-- BEGIN --

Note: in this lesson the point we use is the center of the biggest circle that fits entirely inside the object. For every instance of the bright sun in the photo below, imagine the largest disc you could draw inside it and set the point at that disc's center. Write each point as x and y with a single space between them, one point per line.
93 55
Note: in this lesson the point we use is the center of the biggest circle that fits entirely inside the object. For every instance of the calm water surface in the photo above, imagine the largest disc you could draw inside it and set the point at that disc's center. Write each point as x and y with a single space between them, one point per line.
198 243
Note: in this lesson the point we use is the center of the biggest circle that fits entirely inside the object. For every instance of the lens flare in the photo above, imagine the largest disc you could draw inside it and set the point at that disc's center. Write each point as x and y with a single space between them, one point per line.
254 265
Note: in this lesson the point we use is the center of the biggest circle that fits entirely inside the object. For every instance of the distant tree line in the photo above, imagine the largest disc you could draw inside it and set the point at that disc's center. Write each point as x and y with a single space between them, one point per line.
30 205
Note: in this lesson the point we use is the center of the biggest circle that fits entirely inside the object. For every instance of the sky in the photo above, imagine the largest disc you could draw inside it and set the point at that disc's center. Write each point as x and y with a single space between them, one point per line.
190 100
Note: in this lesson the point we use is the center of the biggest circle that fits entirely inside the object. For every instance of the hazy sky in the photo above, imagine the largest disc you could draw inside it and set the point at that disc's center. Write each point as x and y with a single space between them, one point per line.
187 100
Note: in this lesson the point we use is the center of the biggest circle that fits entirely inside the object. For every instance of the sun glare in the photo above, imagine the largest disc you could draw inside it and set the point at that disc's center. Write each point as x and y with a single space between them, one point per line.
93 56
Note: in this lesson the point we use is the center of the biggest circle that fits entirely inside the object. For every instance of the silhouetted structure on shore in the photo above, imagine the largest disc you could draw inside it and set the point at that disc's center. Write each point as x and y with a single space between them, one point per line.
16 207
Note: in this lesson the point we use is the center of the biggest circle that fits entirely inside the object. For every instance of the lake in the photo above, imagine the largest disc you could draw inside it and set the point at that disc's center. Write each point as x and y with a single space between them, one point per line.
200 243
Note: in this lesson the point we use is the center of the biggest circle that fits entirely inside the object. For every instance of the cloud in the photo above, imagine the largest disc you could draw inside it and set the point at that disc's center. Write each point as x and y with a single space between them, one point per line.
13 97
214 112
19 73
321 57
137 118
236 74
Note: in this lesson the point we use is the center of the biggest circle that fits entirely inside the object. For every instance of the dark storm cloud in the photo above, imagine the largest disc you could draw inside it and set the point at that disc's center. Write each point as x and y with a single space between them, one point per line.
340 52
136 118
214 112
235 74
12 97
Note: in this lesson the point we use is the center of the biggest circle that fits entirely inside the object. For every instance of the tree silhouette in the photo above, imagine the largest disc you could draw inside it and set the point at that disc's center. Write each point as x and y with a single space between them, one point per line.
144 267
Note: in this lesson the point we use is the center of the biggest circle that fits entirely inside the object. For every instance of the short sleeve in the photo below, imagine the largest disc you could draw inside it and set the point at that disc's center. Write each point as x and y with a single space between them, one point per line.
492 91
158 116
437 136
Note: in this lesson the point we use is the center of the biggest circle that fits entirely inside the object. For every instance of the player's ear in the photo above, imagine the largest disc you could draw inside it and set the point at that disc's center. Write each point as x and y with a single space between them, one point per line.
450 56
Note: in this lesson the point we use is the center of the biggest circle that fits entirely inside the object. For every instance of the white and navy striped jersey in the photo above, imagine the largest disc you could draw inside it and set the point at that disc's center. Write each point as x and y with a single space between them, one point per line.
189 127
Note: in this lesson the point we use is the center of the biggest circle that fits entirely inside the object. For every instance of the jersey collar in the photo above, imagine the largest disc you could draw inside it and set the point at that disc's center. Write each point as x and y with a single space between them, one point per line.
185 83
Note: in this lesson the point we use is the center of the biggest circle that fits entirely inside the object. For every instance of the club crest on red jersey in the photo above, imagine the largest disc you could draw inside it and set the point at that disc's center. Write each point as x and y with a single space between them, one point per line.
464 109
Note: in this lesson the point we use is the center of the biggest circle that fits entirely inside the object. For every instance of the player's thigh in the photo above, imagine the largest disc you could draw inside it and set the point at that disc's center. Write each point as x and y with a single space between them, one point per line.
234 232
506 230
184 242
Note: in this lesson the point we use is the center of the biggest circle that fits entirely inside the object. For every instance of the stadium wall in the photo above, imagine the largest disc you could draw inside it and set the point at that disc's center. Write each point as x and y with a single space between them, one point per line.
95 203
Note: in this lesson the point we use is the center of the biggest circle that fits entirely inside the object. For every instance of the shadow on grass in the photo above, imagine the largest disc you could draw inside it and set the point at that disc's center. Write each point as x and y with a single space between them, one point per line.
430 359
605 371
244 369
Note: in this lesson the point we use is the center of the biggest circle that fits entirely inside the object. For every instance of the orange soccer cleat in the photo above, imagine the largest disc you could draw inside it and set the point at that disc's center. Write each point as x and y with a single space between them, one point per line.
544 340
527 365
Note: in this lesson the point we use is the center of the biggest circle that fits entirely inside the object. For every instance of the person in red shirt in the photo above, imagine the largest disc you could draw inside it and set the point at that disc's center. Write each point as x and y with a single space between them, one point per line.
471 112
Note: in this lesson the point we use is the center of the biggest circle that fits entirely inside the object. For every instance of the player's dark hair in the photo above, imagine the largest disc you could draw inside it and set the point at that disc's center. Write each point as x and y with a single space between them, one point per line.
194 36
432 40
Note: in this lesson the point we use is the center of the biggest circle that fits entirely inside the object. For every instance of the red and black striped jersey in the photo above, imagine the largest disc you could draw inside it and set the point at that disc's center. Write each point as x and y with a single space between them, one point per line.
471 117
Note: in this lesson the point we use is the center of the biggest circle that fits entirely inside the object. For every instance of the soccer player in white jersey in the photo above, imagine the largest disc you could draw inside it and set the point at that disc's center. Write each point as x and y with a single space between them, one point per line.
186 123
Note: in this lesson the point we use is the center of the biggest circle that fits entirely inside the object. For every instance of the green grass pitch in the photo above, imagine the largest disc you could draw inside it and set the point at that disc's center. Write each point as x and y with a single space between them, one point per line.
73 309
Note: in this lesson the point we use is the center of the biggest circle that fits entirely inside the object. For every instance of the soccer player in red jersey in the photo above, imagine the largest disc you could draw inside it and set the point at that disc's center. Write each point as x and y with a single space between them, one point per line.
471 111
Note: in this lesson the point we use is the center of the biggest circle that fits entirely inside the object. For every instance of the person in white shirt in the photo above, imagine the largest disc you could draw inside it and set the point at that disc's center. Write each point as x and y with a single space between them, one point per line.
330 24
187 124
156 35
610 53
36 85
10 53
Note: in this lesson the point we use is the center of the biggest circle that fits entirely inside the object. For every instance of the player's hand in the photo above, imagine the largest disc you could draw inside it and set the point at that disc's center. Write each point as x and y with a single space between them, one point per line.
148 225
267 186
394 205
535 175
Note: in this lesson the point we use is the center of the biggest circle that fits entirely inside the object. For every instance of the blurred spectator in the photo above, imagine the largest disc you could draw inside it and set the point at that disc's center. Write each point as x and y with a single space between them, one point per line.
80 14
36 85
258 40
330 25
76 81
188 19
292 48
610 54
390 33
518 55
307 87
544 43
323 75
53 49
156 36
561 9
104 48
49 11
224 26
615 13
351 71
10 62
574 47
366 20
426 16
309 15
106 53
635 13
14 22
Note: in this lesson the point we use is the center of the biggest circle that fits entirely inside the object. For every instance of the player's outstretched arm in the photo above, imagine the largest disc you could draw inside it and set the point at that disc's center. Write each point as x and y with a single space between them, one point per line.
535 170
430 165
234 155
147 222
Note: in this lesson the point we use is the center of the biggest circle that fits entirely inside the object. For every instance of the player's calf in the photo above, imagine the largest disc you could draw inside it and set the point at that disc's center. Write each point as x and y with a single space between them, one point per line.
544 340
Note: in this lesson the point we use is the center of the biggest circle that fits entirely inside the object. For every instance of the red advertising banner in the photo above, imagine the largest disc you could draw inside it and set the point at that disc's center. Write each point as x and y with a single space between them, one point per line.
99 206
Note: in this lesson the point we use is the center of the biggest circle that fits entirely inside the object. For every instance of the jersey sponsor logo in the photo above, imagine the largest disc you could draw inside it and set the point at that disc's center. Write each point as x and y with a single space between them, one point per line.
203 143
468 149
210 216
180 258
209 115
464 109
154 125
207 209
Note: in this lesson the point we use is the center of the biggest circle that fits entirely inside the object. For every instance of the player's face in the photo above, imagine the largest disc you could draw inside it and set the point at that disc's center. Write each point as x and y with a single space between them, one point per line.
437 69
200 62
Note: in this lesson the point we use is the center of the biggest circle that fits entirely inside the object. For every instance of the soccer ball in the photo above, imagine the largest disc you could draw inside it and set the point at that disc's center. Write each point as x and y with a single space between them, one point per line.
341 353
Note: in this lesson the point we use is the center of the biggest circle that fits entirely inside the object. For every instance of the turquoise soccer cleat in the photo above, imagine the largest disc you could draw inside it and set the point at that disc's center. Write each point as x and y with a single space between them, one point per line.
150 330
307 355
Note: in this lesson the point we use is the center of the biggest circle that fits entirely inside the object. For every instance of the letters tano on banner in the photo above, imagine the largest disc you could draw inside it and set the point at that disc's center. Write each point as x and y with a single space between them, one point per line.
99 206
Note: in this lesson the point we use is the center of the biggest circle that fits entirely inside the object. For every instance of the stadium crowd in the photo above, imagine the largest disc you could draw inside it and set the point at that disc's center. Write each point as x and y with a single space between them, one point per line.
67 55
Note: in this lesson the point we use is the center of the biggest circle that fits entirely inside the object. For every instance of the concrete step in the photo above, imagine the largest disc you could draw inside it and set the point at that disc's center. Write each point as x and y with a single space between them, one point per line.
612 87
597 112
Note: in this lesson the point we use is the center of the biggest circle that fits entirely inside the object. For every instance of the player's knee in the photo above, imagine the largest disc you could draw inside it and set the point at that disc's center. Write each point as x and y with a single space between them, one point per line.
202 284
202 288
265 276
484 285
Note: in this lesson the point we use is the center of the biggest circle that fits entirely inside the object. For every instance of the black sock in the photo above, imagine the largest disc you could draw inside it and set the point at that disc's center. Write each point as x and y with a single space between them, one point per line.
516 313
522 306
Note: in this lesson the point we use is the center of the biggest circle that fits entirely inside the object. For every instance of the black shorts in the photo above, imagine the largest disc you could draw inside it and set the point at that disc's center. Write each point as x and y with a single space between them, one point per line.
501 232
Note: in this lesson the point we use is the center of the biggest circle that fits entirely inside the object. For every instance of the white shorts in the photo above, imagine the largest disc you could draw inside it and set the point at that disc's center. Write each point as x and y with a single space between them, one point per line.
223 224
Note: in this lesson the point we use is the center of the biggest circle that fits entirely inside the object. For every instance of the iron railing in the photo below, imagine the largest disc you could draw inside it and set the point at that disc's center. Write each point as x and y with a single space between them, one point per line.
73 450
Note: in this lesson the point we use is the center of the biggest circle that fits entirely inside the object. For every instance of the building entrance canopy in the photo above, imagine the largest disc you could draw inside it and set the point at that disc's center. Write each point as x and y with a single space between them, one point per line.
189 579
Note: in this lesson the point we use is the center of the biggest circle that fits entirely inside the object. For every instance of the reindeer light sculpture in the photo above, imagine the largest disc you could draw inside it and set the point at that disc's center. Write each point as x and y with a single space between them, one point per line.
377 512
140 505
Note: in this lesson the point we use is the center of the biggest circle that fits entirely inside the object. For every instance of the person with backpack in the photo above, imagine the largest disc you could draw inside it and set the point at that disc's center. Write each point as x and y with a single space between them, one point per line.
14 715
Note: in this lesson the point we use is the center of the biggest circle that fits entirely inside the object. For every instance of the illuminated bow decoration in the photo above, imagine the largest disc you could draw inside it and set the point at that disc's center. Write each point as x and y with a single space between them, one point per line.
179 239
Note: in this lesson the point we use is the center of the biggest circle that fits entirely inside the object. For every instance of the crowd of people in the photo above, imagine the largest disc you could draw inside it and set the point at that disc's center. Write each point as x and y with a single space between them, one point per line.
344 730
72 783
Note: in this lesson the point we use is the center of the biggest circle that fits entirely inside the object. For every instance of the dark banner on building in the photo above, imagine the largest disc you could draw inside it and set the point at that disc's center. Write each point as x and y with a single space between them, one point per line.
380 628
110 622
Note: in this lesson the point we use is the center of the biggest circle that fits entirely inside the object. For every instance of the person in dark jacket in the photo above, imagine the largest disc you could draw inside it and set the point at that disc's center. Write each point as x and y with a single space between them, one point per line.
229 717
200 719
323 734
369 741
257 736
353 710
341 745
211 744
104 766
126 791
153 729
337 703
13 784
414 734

-- END --

■ **Work instructions**:
Repeat the lines from the one containing "the dark banner" through the end of the listing, exactly and without any other lines; both ends are included.

■ **The response**:
Note: in this lesson the point we use is the center of the biggest circle that fits entirely inside the object. For every instance of the dark banner on building in the photo above, imagine the largest disc you could draw inside it and set the point at that disc's center. Write each point as x and y with a single space between them, one point per line.
380 628
110 622
Note: in this lesson the point we use is the center of the biggest circle that fits entirely inside the object. For every instance of the person in dark jacket in the photo above, imagine the largest disc you could draw inside it and set the point at that disc's center. Write each point as x and y with a single space between them, one point per line.
229 717
200 719
323 734
369 741
257 736
353 710
341 745
211 744
104 766
126 791
153 729
337 703
13 784
414 734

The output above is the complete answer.